(Object detection data)
--- Start ---

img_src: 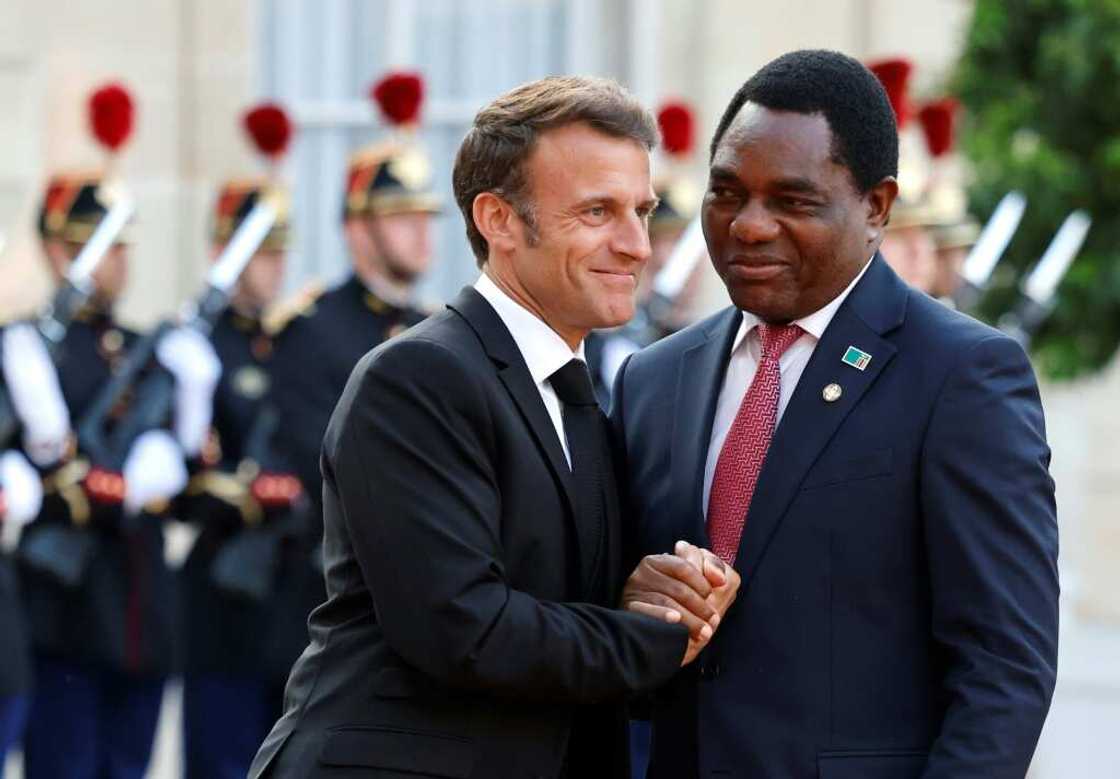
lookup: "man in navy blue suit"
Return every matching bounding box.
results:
[612,51,1058,779]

--- End ---

SET EXERCISE ▸ Duplicate each line of the items above as it stands, but omit the pictures from your answer.

SOLVED PROBLEM ▸
img_src: 
lookup: "man in navy blue suit"
Return every matching bounding box.
results:
[612,51,1058,779]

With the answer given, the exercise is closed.